**Stated task**.
Please turn every line of the entries below into a numbered list, skipping any blank lines.

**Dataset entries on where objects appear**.
## Start
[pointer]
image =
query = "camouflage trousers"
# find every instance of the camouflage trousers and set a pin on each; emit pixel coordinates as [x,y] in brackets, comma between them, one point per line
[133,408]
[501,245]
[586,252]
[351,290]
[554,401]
## End
**Task answer**.
1. [pointer]
2. image =
3. query = "camouflage trousers"
4. # find every instance of the camouflage trousers and set a pin on each; emit pixel coordinates as [x,y] in brackets, comma between them, one point per line
5. [133,408]
6. [501,245]
7. [586,252]
8. [351,290]
9. [554,401]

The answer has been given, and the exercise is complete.